Instructions to follow :: For each line below that contains the word "collar", return that line.

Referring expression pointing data
■ ■ ■

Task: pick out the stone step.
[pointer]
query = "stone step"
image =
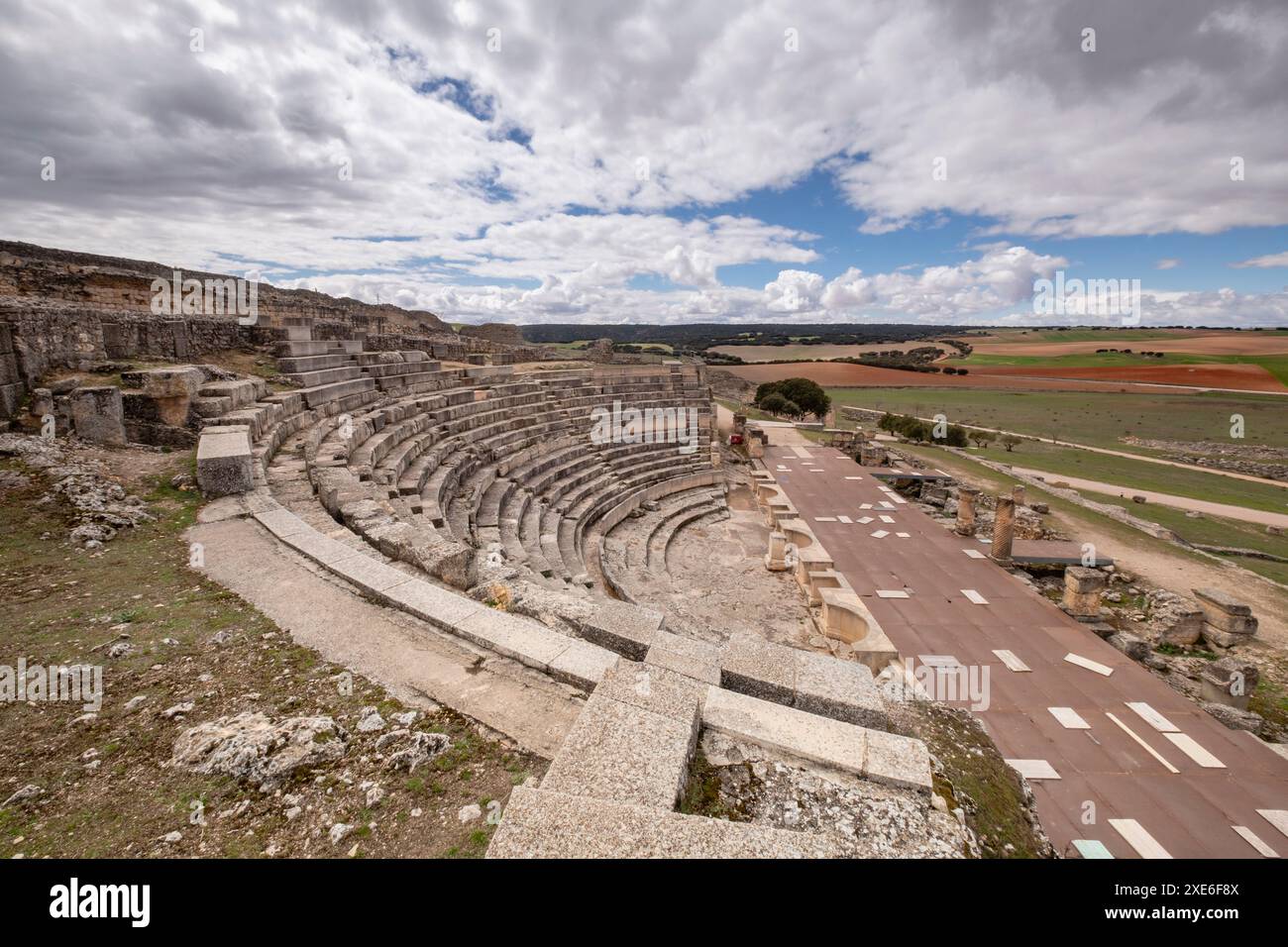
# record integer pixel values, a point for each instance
(325, 376)
(541, 823)
(290, 367)
(875, 755)
(323, 394)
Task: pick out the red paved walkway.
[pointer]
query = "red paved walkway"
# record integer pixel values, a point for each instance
(1190, 813)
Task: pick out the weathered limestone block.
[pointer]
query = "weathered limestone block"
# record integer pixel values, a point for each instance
(776, 560)
(1231, 682)
(1082, 590)
(1132, 646)
(42, 402)
(1229, 621)
(98, 416)
(1235, 718)
(966, 497)
(224, 462)
(1181, 624)
(1004, 528)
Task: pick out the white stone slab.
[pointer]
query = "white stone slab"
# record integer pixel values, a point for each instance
(1250, 838)
(1190, 748)
(939, 660)
(1147, 749)
(1090, 848)
(1089, 664)
(1153, 718)
(1012, 661)
(1134, 835)
(1069, 718)
(1275, 817)
(1033, 770)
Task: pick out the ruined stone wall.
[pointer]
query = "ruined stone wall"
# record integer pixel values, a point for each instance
(119, 285)
(494, 331)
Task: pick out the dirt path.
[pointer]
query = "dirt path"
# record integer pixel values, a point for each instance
(1181, 502)
(410, 659)
(1106, 451)
(1173, 571)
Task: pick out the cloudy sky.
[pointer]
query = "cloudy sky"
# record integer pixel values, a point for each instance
(666, 159)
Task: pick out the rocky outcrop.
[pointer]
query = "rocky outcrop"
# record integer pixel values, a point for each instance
(494, 331)
(252, 748)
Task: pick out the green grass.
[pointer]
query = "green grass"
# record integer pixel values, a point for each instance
(755, 414)
(1274, 364)
(1099, 419)
(1140, 474)
(1214, 531)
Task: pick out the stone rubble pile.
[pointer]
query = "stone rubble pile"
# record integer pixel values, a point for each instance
(102, 505)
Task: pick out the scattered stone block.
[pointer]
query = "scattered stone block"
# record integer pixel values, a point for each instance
(541, 823)
(1133, 647)
(840, 689)
(687, 656)
(652, 688)
(1229, 681)
(751, 665)
(1082, 590)
(98, 415)
(224, 462)
(626, 754)
(1234, 718)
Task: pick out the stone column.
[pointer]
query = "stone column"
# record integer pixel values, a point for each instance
(776, 560)
(1082, 589)
(98, 415)
(1004, 528)
(966, 497)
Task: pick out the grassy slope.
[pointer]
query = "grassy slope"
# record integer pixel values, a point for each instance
(1099, 419)
(1275, 365)
(1138, 474)
(58, 604)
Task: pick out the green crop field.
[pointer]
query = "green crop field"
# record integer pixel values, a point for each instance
(1214, 531)
(1100, 419)
(1140, 474)
(1275, 365)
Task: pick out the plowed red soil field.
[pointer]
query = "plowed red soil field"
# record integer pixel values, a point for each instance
(842, 375)
(1248, 377)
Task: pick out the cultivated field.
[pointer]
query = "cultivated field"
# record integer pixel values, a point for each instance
(845, 375)
(1096, 419)
(776, 354)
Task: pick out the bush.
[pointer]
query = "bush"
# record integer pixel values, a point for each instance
(773, 403)
(809, 395)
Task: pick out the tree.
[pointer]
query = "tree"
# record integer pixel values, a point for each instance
(954, 436)
(773, 402)
(807, 394)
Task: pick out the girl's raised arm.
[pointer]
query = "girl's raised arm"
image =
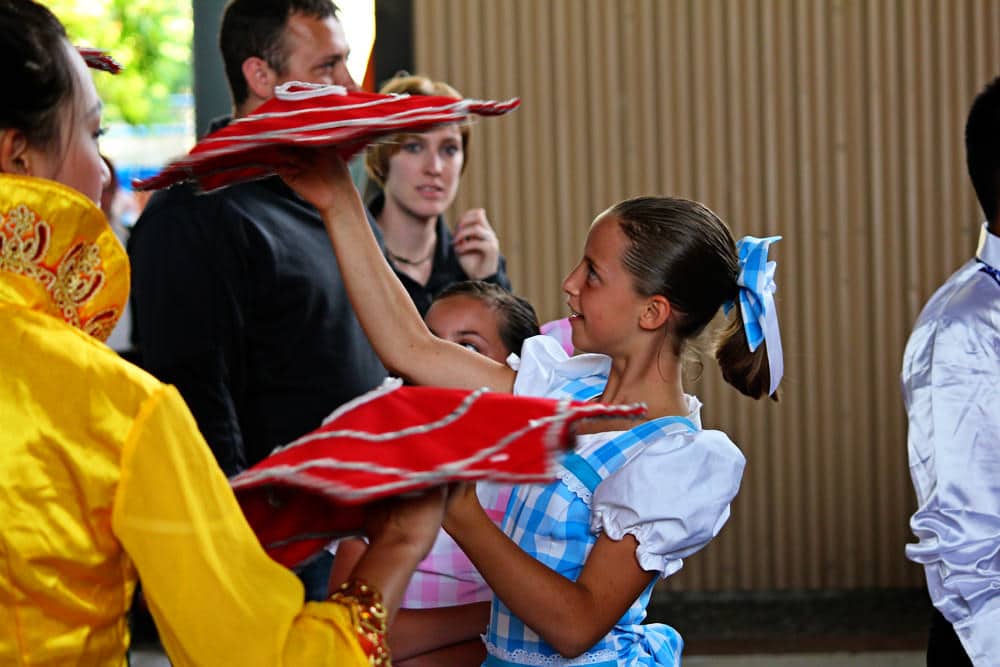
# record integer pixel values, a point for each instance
(390, 320)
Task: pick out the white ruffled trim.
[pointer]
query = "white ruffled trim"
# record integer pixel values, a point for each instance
(524, 657)
(575, 485)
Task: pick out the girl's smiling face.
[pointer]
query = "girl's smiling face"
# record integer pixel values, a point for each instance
(423, 175)
(604, 306)
(75, 159)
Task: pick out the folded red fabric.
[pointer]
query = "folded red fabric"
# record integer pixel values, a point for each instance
(396, 440)
(311, 115)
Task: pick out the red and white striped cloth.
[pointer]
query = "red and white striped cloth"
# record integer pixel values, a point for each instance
(396, 440)
(311, 115)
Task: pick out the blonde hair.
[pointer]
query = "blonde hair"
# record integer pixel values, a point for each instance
(379, 154)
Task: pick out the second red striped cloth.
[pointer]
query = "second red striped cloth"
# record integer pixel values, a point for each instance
(311, 115)
(396, 440)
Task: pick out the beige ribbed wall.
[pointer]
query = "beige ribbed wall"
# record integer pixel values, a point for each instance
(837, 124)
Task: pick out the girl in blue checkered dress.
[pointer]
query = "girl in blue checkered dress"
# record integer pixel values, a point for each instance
(574, 564)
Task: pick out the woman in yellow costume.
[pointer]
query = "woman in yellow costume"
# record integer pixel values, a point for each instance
(103, 474)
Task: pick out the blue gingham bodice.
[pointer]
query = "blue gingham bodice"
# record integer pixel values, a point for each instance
(552, 523)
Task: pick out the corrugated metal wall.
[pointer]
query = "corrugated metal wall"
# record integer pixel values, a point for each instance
(837, 124)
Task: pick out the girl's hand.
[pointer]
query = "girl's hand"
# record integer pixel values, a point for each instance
(476, 245)
(410, 520)
(319, 176)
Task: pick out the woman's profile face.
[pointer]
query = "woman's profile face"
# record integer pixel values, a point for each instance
(74, 159)
(470, 322)
(424, 173)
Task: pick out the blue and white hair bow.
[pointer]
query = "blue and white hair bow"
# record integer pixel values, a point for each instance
(760, 316)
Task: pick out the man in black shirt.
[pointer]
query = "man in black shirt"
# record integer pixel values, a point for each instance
(237, 297)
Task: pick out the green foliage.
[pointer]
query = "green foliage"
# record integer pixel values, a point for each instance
(150, 38)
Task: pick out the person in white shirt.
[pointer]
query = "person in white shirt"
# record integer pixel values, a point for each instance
(951, 388)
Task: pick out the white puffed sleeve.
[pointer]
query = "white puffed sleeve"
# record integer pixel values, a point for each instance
(673, 497)
(544, 366)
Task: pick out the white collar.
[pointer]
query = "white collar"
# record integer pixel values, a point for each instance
(989, 248)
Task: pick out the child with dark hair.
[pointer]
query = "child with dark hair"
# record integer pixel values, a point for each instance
(446, 605)
(483, 317)
(573, 566)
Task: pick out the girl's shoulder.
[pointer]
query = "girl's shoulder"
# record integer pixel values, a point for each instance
(544, 369)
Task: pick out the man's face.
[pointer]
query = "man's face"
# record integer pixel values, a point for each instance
(317, 52)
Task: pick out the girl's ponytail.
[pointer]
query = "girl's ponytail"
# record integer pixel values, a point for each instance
(748, 371)
(749, 350)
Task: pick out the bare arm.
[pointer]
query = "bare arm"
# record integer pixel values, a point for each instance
(587, 609)
(419, 631)
(390, 320)
(401, 532)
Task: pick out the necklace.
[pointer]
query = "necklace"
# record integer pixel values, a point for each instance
(411, 262)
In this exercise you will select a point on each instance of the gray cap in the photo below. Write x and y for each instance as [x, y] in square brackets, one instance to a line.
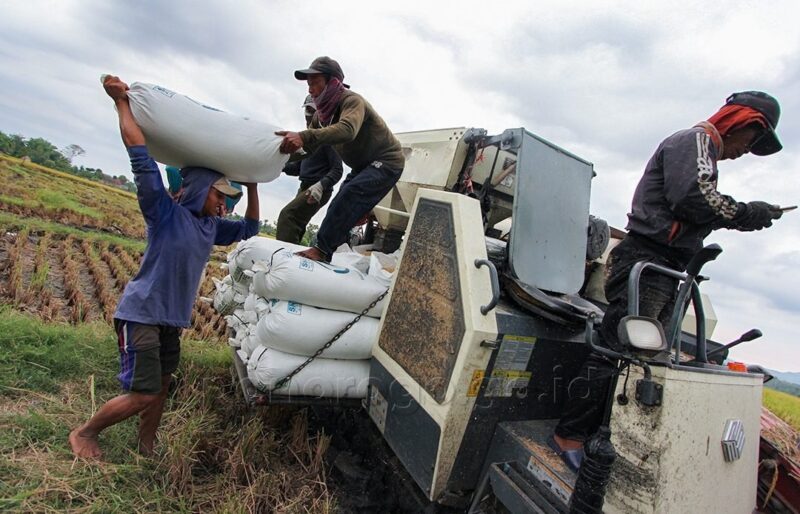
[324, 65]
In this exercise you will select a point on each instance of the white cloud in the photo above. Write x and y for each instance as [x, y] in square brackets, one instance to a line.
[607, 81]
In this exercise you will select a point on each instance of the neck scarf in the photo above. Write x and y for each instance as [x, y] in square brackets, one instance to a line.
[328, 100]
[731, 117]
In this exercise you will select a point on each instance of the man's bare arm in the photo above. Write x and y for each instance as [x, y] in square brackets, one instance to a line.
[118, 91]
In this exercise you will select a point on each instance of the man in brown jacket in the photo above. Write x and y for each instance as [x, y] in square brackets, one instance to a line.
[347, 122]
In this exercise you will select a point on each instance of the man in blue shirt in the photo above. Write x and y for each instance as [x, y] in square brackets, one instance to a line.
[157, 303]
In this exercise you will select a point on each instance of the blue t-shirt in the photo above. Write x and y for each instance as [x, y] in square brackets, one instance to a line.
[179, 241]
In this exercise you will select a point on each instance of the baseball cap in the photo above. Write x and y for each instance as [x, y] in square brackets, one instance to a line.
[324, 65]
[224, 186]
[768, 106]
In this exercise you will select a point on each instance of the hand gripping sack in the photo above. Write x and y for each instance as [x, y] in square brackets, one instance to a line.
[183, 132]
[302, 329]
[322, 378]
[294, 278]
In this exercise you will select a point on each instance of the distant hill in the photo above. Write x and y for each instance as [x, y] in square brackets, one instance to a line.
[783, 386]
[787, 376]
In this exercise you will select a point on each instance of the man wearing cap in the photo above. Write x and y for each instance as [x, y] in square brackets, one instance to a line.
[157, 303]
[346, 121]
[675, 206]
[318, 173]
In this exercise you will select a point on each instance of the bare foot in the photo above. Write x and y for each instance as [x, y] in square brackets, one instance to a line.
[85, 447]
[567, 444]
[146, 449]
[313, 253]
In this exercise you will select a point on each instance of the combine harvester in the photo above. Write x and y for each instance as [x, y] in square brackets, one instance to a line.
[488, 322]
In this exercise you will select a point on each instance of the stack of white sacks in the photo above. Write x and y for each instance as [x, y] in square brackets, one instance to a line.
[282, 308]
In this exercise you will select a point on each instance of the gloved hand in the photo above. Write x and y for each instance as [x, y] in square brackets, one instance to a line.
[314, 193]
[757, 215]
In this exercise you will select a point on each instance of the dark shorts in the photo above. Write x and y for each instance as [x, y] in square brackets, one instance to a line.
[146, 353]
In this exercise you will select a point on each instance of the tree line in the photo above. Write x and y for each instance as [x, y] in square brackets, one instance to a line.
[45, 153]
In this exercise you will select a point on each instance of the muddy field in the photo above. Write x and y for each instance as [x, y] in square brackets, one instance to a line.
[66, 278]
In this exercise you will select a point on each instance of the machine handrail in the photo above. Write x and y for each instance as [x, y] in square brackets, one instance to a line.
[689, 286]
[495, 281]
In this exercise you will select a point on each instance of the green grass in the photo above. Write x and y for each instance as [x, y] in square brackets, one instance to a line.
[783, 405]
[13, 200]
[212, 455]
[13, 222]
[58, 200]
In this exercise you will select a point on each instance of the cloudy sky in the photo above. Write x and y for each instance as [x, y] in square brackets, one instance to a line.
[605, 80]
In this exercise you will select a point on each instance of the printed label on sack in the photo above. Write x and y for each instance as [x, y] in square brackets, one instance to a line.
[294, 308]
[164, 91]
[510, 366]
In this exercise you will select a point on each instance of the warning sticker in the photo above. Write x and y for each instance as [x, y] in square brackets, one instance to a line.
[510, 366]
[475, 383]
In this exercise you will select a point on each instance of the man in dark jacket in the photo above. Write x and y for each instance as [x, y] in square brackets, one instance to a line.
[318, 174]
[675, 206]
[346, 121]
[157, 303]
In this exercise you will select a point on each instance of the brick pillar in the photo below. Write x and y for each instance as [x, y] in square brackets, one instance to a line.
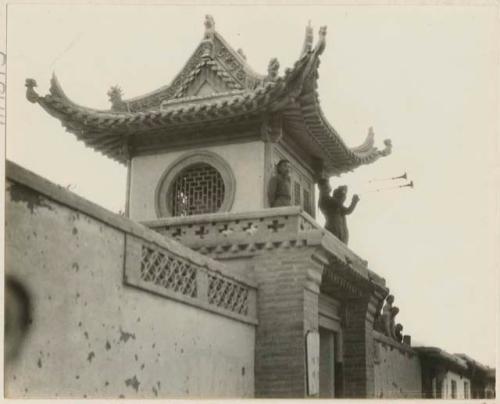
[358, 347]
[287, 300]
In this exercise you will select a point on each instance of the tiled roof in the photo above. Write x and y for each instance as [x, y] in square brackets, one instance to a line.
[293, 95]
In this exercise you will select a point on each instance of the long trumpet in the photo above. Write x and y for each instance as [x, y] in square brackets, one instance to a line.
[408, 185]
[401, 177]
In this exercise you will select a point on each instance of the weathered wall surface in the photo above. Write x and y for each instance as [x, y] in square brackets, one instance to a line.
[92, 335]
[397, 372]
[245, 159]
[461, 383]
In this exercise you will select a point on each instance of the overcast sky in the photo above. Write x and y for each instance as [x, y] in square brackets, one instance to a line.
[425, 77]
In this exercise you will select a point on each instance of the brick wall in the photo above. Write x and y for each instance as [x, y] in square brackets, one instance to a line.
[397, 371]
[287, 309]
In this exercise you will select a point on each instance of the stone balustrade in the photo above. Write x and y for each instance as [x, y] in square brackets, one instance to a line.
[217, 228]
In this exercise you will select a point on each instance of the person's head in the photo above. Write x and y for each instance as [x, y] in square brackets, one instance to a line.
[340, 193]
[283, 167]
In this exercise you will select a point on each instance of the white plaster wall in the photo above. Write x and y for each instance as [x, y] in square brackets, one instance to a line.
[92, 336]
[397, 374]
[446, 386]
[245, 159]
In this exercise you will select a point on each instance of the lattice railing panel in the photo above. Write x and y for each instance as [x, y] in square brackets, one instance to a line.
[169, 272]
[228, 295]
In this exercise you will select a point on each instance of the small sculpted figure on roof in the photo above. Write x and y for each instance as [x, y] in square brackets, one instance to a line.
[394, 312]
[386, 317]
[332, 207]
[209, 26]
[272, 69]
[398, 332]
[115, 97]
[279, 188]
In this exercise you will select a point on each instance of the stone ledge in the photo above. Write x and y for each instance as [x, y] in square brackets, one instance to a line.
[59, 194]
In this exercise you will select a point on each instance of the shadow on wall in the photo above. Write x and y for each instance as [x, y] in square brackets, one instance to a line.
[18, 317]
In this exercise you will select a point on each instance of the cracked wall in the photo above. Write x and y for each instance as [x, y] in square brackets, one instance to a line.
[91, 336]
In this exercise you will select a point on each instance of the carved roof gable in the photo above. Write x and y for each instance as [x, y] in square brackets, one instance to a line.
[213, 62]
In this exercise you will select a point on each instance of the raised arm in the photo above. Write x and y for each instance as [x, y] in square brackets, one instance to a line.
[352, 206]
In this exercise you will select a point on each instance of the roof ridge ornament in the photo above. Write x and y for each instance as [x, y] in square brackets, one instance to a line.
[31, 94]
[272, 69]
[308, 39]
[209, 27]
[115, 95]
[321, 44]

■ ■ ■

Problem solution ::
Task: pick out the white collar.
query = "white collar"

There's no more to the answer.